═════ LISTED RECORDS

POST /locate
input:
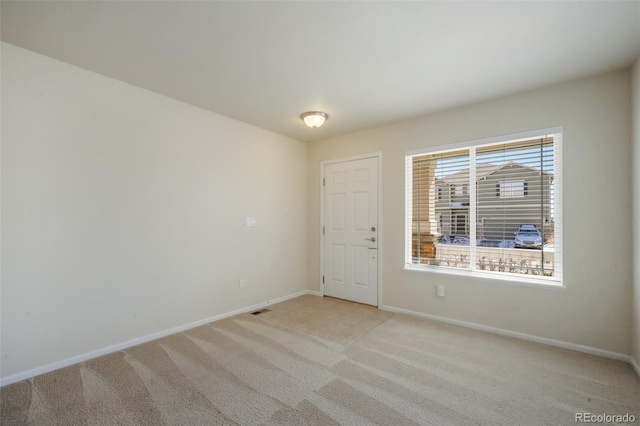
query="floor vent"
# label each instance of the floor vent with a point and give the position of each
(261, 311)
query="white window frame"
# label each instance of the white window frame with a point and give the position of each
(556, 281)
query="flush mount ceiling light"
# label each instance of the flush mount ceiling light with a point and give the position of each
(314, 119)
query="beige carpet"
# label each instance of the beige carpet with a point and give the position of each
(320, 361)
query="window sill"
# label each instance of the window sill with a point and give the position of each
(522, 280)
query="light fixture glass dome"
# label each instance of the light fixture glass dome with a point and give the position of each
(314, 119)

══════════

■ **DESCRIPTION OF THE TASK**
The lines above that hold the word "query" are the ones to copy.

■ **ANSWER SECTION**
query="floor vent"
query="white window frame"
query="flush mount ceiling light"
query="beige carpet"
query="window sill"
query="light fixture glass dome"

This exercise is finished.